EXTRACTED TEXT:
-----
Monday 21 May 2012

Review: Are You My Mother? by Alison Bechdel




I always have problems writing reviews of books I really like. Making my thoughts productive and coherent, rather than just spending a whole post squealing ‘oh my gosh it was AWESOME!’ often seems an impossible task, but lately Alison Bechdel seems to be everywhere, and after reading about her and this book first on Brenna’s blog, and then in the Saturday Times Review, I thought it was probably time to take the hint and get my act together.

I am a relative newcomer to the world of the graphic memoir – I never would have discovered Fun Home, Alison Bechdel’s first book, if not for stumbling upon Persepolis by Marjane Satrapi in the library one day (I’m not going to talk about it again, because you can see how the two link together here). Fun Home, primarily about Bechdel’s relationship with her father, was published in 2006, and I was writing my review of it when I found out about Are You My Mother? which is primarily about Bechdel’s relationship with her mother.  

While Fun Home mostly focused on Alison Bechdel as a child and teenager and her relationship with her father growing up, Are You My Mother? is much more focused on her adult life. Although she uses scenes from her childhood throughout, she looks at them from a more adult angle; the major focus is on her exploration of her relationship with her mother during her therapy sessions, and she uses childhood incidents to illustrate this journey. In my review of Fun Home I said that it felt to me like Alison’s mother had given up on her own interests and personality the minute she got married. In Are You My Mother?, Bechdel talks about how her mother has recently begun writing poetry again, having stopped for the entire period of her marriage. At one point one of her psychologists says that it doesn’t seem like there was room in Alison’s family for more than one genius. The genius had to be her father, so both her mother and herself subdued their personalities to his benefit. Her mother as portrayed after the death of her father seems to be a much less angry more creative and relaxed kind of person.

I will just add at this point that if you are a first time Bechdel reader, it’s probably best to start with Fun Home, as Are You My Mother? does tend to assume that you will have read it.
-----
ENTRIES SUPPLIED:

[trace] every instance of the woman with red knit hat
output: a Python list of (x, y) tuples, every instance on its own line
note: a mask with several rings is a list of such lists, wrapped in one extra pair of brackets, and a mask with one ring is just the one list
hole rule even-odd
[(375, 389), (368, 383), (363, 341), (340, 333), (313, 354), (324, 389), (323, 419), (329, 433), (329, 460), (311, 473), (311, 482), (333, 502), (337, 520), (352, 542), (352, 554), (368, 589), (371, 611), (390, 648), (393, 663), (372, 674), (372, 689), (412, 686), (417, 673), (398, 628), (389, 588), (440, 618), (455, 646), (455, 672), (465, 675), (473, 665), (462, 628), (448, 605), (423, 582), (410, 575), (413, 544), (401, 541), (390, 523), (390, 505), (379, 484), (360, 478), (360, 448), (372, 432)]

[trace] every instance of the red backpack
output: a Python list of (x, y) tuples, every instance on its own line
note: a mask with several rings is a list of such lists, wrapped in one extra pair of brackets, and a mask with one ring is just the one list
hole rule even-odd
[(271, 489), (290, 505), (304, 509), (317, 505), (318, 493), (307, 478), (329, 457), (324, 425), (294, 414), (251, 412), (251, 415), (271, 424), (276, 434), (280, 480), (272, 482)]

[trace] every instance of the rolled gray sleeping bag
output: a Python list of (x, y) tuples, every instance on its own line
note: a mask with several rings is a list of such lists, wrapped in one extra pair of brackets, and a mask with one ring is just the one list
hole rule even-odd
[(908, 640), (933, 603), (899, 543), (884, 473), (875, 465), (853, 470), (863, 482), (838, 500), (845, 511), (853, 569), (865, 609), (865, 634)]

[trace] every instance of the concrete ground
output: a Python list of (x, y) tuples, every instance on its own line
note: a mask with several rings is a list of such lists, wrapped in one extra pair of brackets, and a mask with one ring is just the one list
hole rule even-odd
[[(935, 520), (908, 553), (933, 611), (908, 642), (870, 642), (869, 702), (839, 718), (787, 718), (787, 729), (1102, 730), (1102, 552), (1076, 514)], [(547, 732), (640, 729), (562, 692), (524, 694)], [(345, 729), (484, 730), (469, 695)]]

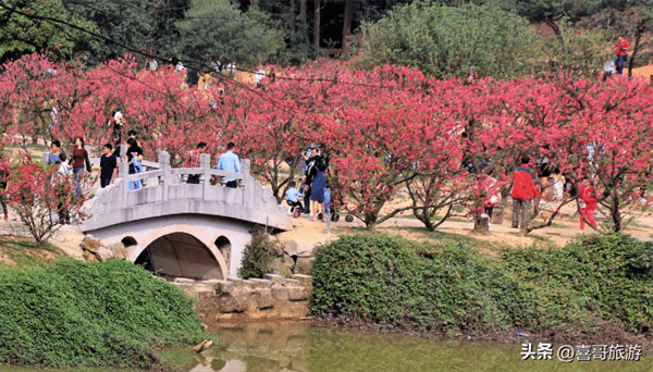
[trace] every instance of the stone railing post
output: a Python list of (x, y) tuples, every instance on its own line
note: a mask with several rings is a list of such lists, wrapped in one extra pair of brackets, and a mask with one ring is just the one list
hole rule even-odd
[(122, 201), (120, 208), (123, 208), (127, 204), (127, 176), (130, 175), (130, 163), (123, 161), (118, 163), (118, 177), (122, 178)]
[(245, 200), (251, 200), (249, 197), (254, 195), (254, 183), (251, 182), (251, 177), (249, 176), (249, 170), (251, 166), (251, 161), (249, 159), (241, 160), (241, 173), (243, 173), (243, 201), (242, 204), (245, 207)]
[(202, 185), (201, 198), (202, 198), (202, 200), (206, 200), (207, 196), (209, 195), (209, 186), (211, 186), (211, 174), (209, 174), (209, 170), (211, 169), (211, 156), (210, 154), (208, 154), (208, 153), (199, 154), (199, 168), (204, 169), (204, 171), (201, 173), (204, 174), (205, 182)]
[(159, 170), (163, 171), (163, 200), (168, 200), (170, 181), (172, 179), (172, 175), (170, 174), (170, 153), (168, 151), (159, 151)]

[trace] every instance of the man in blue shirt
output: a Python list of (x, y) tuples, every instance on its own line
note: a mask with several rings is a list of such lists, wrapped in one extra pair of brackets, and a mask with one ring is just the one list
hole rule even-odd
[[(226, 152), (220, 156), (218, 160), (218, 171), (225, 171), (231, 173), (241, 173), (241, 160), (238, 156), (234, 153), (234, 142), (226, 144)], [(238, 186), (236, 178), (227, 177), (226, 187), (236, 188)]]
[(52, 141), (50, 145), (52, 152), (48, 153), (48, 165), (57, 164), (59, 162), (59, 151), (61, 149), (61, 142), (58, 139)]

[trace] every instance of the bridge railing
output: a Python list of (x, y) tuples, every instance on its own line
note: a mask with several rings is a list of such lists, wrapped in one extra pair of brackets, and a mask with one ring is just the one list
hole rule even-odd
[[(249, 160), (241, 160), (241, 173), (211, 168), (211, 157), (202, 153), (199, 166), (172, 168), (170, 154), (159, 151), (151, 170), (130, 174), (130, 164), (120, 162), (115, 182), (96, 190), (86, 204), (91, 215), (84, 223), (87, 231), (122, 222), (169, 214), (211, 214), (232, 218), (278, 228), (288, 228), (292, 221), (286, 208), (280, 206), (269, 187), (258, 184), (249, 173)], [(189, 184), (184, 176), (199, 175), (199, 184)], [(235, 178), (237, 187), (225, 187)], [(146, 181), (139, 189), (130, 183)]]
[[(123, 200), (131, 202), (131, 199), (134, 198), (130, 197), (130, 195), (139, 191), (134, 188), (130, 190), (128, 184), (135, 181), (146, 181), (147, 186), (144, 187), (145, 189), (150, 189), (152, 187), (161, 189), (160, 194), (148, 197), (148, 200), (150, 201), (153, 201), (152, 198), (156, 199), (156, 201), (178, 198), (180, 195), (190, 199), (220, 199), (225, 196), (218, 196), (215, 194), (224, 194), (224, 186), (226, 185), (227, 179), (235, 178), (239, 191), (236, 191), (237, 195), (232, 196), (229, 199), (232, 203), (237, 202), (244, 206), (247, 199), (246, 194), (251, 191), (256, 184), (254, 178), (249, 175), (249, 160), (241, 160), (241, 173), (219, 171), (212, 169), (210, 164), (211, 156), (202, 153), (200, 154), (199, 166), (197, 168), (172, 168), (170, 165), (170, 154), (167, 151), (159, 151), (159, 161), (156, 163), (156, 166), (151, 166), (152, 170), (141, 173), (130, 174), (130, 164), (127, 162), (121, 162), (119, 164), (118, 178), (123, 179), (123, 182), (120, 183), (120, 187), (122, 187), (122, 193), (124, 195)], [(199, 184), (187, 183), (188, 175), (199, 175)], [(219, 193), (217, 188), (222, 189), (222, 193)], [(234, 189), (232, 188), (232, 190)]]

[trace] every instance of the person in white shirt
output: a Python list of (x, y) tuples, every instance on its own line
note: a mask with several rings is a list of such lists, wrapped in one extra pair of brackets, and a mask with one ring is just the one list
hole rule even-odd
[(235, 75), (236, 74), (236, 61), (232, 61), (232, 63), (226, 65), (226, 72), (230, 75)]
[(263, 85), (261, 84), (261, 82), (263, 80), (263, 77), (266, 77), (266, 71), (263, 70), (263, 67), (258, 66), (258, 69), (256, 70), (256, 87), (257, 88), (263, 88)]

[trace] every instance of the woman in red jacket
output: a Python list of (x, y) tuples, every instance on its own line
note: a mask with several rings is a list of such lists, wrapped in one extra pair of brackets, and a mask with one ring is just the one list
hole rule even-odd
[(588, 220), (590, 225), (592, 225), (594, 228), (597, 228), (596, 220), (594, 220), (594, 212), (596, 211), (596, 197), (594, 195), (594, 189), (592, 186), (590, 186), (590, 182), (588, 179), (583, 179), (580, 184), (578, 201), (578, 206), (580, 207), (580, 234), (584, 232), (584, 219)]

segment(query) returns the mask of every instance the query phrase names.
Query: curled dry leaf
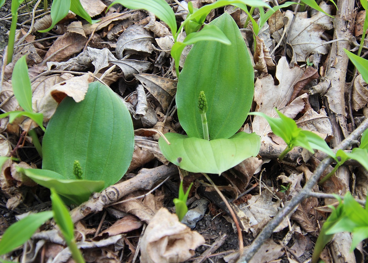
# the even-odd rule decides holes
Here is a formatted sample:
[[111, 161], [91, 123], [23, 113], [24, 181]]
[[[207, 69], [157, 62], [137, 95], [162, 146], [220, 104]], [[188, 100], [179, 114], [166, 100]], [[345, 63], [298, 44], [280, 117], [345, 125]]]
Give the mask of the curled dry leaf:
[[148, 61], [135, 59], [119, 59], [109, 62], [120, 68], [125, 79], [133, 77], [134, 74], [144, 73], [151, 65]]
[[205, 242], [197, 232], [180, 223], [166, 208], [159, 210], [146, 228], [141, 243], [142, 263], [177, 263], [194, 255]]
[[[322, 1], [319, 6], [327, 13], [330, 14], [333, 6]], [[287, 10], [285, 15], [291, 21], [294, 12]], [[332, 18], [321, 12], [316, 12], [310, 18], [308, 18], [307, 12], [298, 12], [291, 28], [288, 31], [289, 35], [288, 36], [296, 55], [297, 61], [305, 61], [309, 54], [316, 52], [326, 54], [329, 46], [322, 45], [326, 41], [321, 37], [325, 31], [333, 28]]]
[[358, 111], [363, 108], [368, 102], [368, 84], [359, 74], [354, 80], [354, 89], [353, 91], [353, 106], [354, 109]]
[[[267, 75], [262, 78], [257, 78], [255, 84], [254, 101], [257, 105], [255, 111], [263, 112], [269, 116], [274, 117], [274, 109], [282, 109], [290, 101], [293, 87], [302, 76], [303, 71], [298, 66], [290, 69], [286, 57], [282, 57], [276, 67], [276, 77], [279, 84], [275, 85], [273, 78]], [[252, 123], [253, 131], [261, 136], [266, 142], [273, 142], [267, 136], [271, 132], [268, 123], [263, 118], [255, 116]]]
[[92, 74], [88, 73], [65, 80], [42, 91], [43, 95], [40, 97], [41, 94], [38, 94], [39, 98], [36, 102], [37, 112], [43, 114], [44, 120], [48, 120], [55, 112], [58, 104], [67, 96], [72, 98], [76, 102], [81, 101], [87, 92], [88, 84], [93, 79]]
[[299, 92], [305, 85], [313, 80], [316, 80], [319, 77], [318, 71], [312, 67], [308, 67], [304, 71], [302, 77], [294, 85], [294, 91], [291, 95], [291, 100], [293, 101], [299, 95]]
[[326, 140], [328, 142], [332, 138], [332, 127], [324, 108], [321, 109], [319, 113], [312, 109], [310, 109], [296, 122], [298, 127], [302, 130], [327, 134], [328, 137]]
[[116, 56], [121, 59], [127, 54], [150, 53], [153, 50], [151, 33], [144, 25], [131, 25], [123, 32], [116, 43]]
[[91, 17], [100, 14], [107, 8], [100, 0], [81, 0], [81, 3]]
[[138, 74], [134, 76], [153, 95], [166, 112], [176, 92], [177, 81], [151, 74]]
[[87, 42], [82, 35], [74, 32], [67, 32], [57, 38], [49, 49], [42, 63], [49, 61], [60, 62], [70, 56], [81, 50]]
[[253, 56], [254, 69], [258, 70], [260, 73], [267, 73], [268, 68], [274, 67], [276, 65], [270, 56], [270, 50], [266, 46], [263, 39], [257, 36], [255, 39], [257, 45]]

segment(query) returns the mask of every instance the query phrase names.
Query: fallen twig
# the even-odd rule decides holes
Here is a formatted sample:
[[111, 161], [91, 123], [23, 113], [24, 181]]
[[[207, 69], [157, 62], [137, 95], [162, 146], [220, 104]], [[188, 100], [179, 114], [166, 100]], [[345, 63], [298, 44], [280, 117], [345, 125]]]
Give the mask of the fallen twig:
[[[345, 149], [350, 146], [353, 141], [356, 140], [367, 127], [368, 119], [366, 119], [347, 138], [342, 141], [335, 150]], [[249, 247], [247, 253], [238, 261], [238, 263], [247, 263], [252, 259], [262, 244], [271, 236], [274, 230], [284, 220], [285, 217], [293, 211], [294, 208], [303, 200], [309, 196], [311, 189], [333, 160], [332, 158], [329, 157], [325, 158], [321, 162], [300, 192], [282, 208], [272, 220], [266, 225]]]

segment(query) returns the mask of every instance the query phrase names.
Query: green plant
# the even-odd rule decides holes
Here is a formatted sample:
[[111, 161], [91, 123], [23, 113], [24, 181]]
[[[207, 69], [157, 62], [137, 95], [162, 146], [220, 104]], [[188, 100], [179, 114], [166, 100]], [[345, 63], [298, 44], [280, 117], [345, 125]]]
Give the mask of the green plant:
[[194, 45], [179, 77], [176, 98], [187, 136], [167, 133], [171, 144], [160, 138], [159, 145], [165, 157], [183, 169], [220, 174], [256, 155], [260, 141], [254, 133], [235, 134], [247, 118], [254, 88], [253, 67], [239, 28], [227, 13], [210, 25], [222, 31], [232, 44], [204, 41]]
[[54, 188], [68, 203], [79, 204], [123, 177], [134, 148], [126, 107], [110, 88], [93, 82], [83, 101], [66, 97], [50, 119], [43, 140], [42, 169], [17, 169]]
[[181, 221], [188, 212], [188, 207], [187, 206], [187, 200], [189, 194], [189, 191], [192, 187], [193, 183], [191, 183], [188, 187], [185, 193], [183, 189], [183, 182], [180, 182], [180, 186], [179, 187], [179, 196], [177, 198], [174, 198], [173, 200], [175, 204], [175, 213], [179, 218], [179, 221]]
[[[7, 57], [7, 64], [9, 64], [13, 59], [13, 53], [14, 52], [14, 43], [15, 38], [15, 29], [17, 29], [17, 21], [18, 19], [18, 8], [24, 0], [11, 0], [11, 24], [9, 33], [8, 40], [8, 51]], [[5, 1], [1, 1], [1, 6], [5, 3]]]
[[347, 193], [343, 203], [338, 196], [339, 204], [335, 209], [332, 206], [332, 212], [323, 224], [316, 242], [312, 263], [318, 262], [325, 246], [329, 242], [334, 234], [340, 232], [353, 233], [350, 252], [352, 252], [361, 241], [368, 238], [368, 209], [367, 205], [363, 208], [351, 195]]
[[89, 15], [83, 8], [79, 0], [53, 0], [51, 5], [51, 11], [52, 23], [47, 29], [39, 30], [39, 32], [45, 32], [49, 31], [67, 16], [70, 10], [85, 19], [90, 24], [96, 23], [99, 21], [92, 20]]
[[332, 150], [323, 139], [309, 131], [303, 130], [297, 126], [294, 120], [275, 109], [279, 118], [272, 118], [263, 112], [251, 112], [250, 115], [256, 115], [266, 119], [275, 135], [278, 136], [287, 144], [287, 147], [281, 153], [279, 158], [282, 160], [285, 155], [291, 151], [294, 146], [301, 146], [312, 153], [314, 149], [320, 150], [336, 159]]
[[[69, 248], [73, 259], [77, 263], [84, 259], [74, 238], [74, 226], [69, 212], [55, 191], [51, 189], [52, 211], [31, 214], [9, 227], [0, 240], [0, 256], [6, 254], [23, 245], [31, 238], [46, 221], [53, 217]], [[1, 262], [9, 262], [0, 259]]]
[[28, 75], [28, 67], [25, 59], [25, 56], [24, 56], [15, 63], [11, 78], [13, 92], [19, 105], [23, 108], [24, 111], [15, 111], [6, 112], [0, 114], [0, 118], [8, 116], [9, 122], [11, 123], [20, 116], [26, 116], [31, 118], [40, 128], [45, 130], [45, 129], [42, 125], [43, 115], [42, 113], [33, 112], [32, 109], [32, 89]]
[[[237, 6], [238, 4], [241, 4], [242, 8], [247, 11], [247, 5], [256, 7], [269, 7], [261, 0], [218, 0], [199, 9], [193, 8], [192, 3], [190, 2], [188, 4], [189, 13], [178, 29], [174, 11], [165, 0], [116, 0], [110, 5], [109, 8], [116, 4], [120, 4], [132, 9], [141, 9], [152, 12], [167, 24], [174, 38], [174, 44], [171, 48], [171, 55], [175, 61], [178, 76], [179, 74], [179, 61], [180, 55], [185, 46], [204, 41], [213, 41], [229, 44], [229, 40], [223, 33], [214, 27], [205, 26], [200, 31], [197, 32], [203, 25], [206, 17], [211, 10], [229, 5]], [[187, 34], [187, 37], [183, 42], [180, 42], [178, 41], [178, 39], [183, 27]]]

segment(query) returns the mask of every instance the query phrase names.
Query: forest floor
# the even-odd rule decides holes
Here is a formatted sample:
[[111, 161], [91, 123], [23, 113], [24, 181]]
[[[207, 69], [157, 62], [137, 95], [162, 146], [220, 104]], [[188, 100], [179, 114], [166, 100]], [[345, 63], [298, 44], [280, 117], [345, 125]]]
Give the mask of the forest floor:
[[[187, 3], [167, 1], [180, 25], [187, 13]], [[214, 0], [191, 1], [195, 7], [199, 8]], [[111, 3], [109, 0], [81, 2], [93, 19], [102, 21], [91, 25], [70, 13], [45, 33], [38, 30], [50, 25], [50, 7], [45, 13], [43, 4], [35, 0], [22, 6], [18, 20], [21, 25], [17, 27], [21, 30], [17, 31], [18, 47], [14, 59], [7, 65], [1, 64], [0, 109], [6, 112], [19, 107], [13, 96], [11, 76], [15, 62], [25, 54], [32, 81], [33, 109], [44, 116], [50, 116], [56, 106], [52, 106], [54, 101], [53, 104], [43, 98], [66, 81], [71, 84], [64, 92], [70, 97], [76, 95], [82, 86], [88, 86], [91, 80], [78, 83], [81, 87], [73, 86], [77, 79], [74, 78], [89, 72], [94, 72], [93, 76], [106, 83], [127, 105], [132, 115], [135, 144], [128, 171], [114, 188], [118, 193], [116, 198], [108, 201], [104, 199], [110, 196], [107, 188], [92, 196], [86, 203], [71, 208], [79, 233], [77, 240], [83, 239], [89, 246], [82, 249], [86, 262], [237, 262], [239, 249], [237, 227], [219, 196], [200, 173], [190, 173], [184, 178], [183, 185], [186, 190], [194, 183], [187, 202], [191, 212], [187, 219], [191, 222], [187, 223], [192, 231], [201, 235], [205, 243], [196, 245], [190, 228], [180, 230], [179, 227], [161, 237], [156, 246], [141, 242], [147, 239], [145, 234], [154, 234], [146, 233], [150, 225], [156, 233], [167, 228], [167, 218], [155, 219], [155, 215], [162, 207], [175, 213], [173, 199], [178, 197], [182, 175], [162, 155], [157, 143], [160, 136], [149, 130], [164, 134], [185, 133], [179, 122], [174, 99], [177, 78], [170, 53], [172, 36], [167, 25], [150, 12], [117, 5], [105, 14]], [[343, 50], [357, 50], [365, 13], [360, 4], [352, 0], [338, 1], [338, 11], [330, 3], [317, 2], [333, 17], [308, 6], [304, 11], [300, 8], [304, 7], [298, 5], [282, 8], [260, 29], [255, 50], [252, 23], [244, 28], [247, 15], [241, 10], [233, 10], [229, 6], [216, 9], [207, 16], [205, 22], [227, 12], [241, 29], [255, 73], [250, 111], [274, 116], [276, 107], [294, 119], [298, 127], [318, 134], [333, 149], [368, 114], [367, 84], [361, 75], [355, 74]], [[6, 20], [9, 17], [10, 6], [7, 1], [0, 10], [0, 49], [7, 45], [6, 34], [11, 20]], [[36, 18], [32, 16], [32, 8]], [[257, 10], [253, 14], [256, 20], [259, 18]], [[119, 13], [124, 14], [117, 15]], [[35, 22], [31, 24], [32, 21]], [[22, 42], [17, 42], [20, 39]], [[368, 53], [367, 43], [366, 40], [363, 57]], [[181, 69], [190, 48], [184, 49]], [[82, 57], [84, 60], [75, 58]], [[111, 63], [116, 61], [120, 64]], [[143, 101], [137, 95], [138, 85], [145, 88]], [[144, 113], [133, 118], [144, 101]], [[49, 119], [44, 119], [46, 127]], [[22, 133], [33, 128], [31, 125], [26, 118], [12, 124], [7, 118], [0, 122], [0, 156], [13, 155], [18, 159], [6, 162], [0, 174], [0, 235], [24, 213], [51, 208], [49, 190], [29, 183], [15, 168], [21, 162], [24, 168], [42, 167], [42, 159], [30, 138], [26, 137], [24, 145], [19, 147], [24, 138]], [[39, 128], [36, 130], [42, 139], [43, 132]], [[259, 155], [220, 176], [212, 175], [211, 178], [231, 201], [242, 231], [246, 254], [257, 235], [268, 227], [282, 207], [301, 193], [326, 155], [318, 151], [312, 155], [295, 147], [283, 160], [279, 160], [286, 144], [258, 116], [248, 116], [241, 130], [255, 132], [261, 136]], [[316, 193], [314, 197], [304, 199], [292, 208], [272, 234], [258, 246], [259, 250], [250, 262], [310, 262], [321, 227], [331, 211], [328, 206], [338, 203], [322, 194], [343, 196], [350, 191], [357, 199], [366, 199], [368, 172], [356, 162], [347, 163], [330, 180], [309, 189]], [[327, 170], [331, 171], [334, 165]], [[124, 200], [126, 201], [117, 203]], [[150, 224], [153, 220], [157, 225]], [[66, 255], [65, 246], [58, 239], [60, 233], [53, 231], [55, 228], [52, 222], [46, 223], [28, 244], [7, 254], [4, 259], [22, 262], [74, 262], [70, 255]], [[366, 242], [361, 242], [352, 253], [349, 251], [351, 243], [350, 234], [335, 235], [323, 250], [321, 259], [326, 263], [367, 262]], [[151, 249], [149, 253], [149, 249]], [[57, 257], [63, 258], [57, 259]]]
-----
WORK INSTRUCTIONS:
A - In the book review, reproduce word for word the stretch from "Monday 21 May" through "my act together.".
B - According to the book review, in what year was Fun Home published?
C - For each statement, say whether it agrees with the book review, and quote the words of the review that settle it.
(i) The reviewer came to Fun Home by way of Persepolis.
(ii) Are You My Mother? centers mainly on Bechdel's childhood.
(iii) Bechdel's mother went on writing poetry throughout her marriage.

EXPECTED OUTPUTS:
A -
Monday 21 May 2012

Review: Are You My Mother? by Alison Bechdel




I always have problems writing reviews of books I really like. Making my thoughts productive and coherent, rather than just spending a whole post squealing ‘oh my gosh it was AWESOME!’ often seems an impossible task, but lately Alison Bechdel seems to be everywhere, and after reading about her and this book first on Brenna’s blog, and then in the Saturday Times Review, I thought it was probably time to take the hint and get my act together.

B - 2006

C -
(i) Yes: "I never would have discovered Fun Home, Alison Bechdel’s first book, if not for stumbling upon Persepolis by Marjane Satrapi in the library one day"
(ii) No: "Are You My Mother? is much more focused on her adult life."
(iii) No: "having stopped for the entire period of her marriage"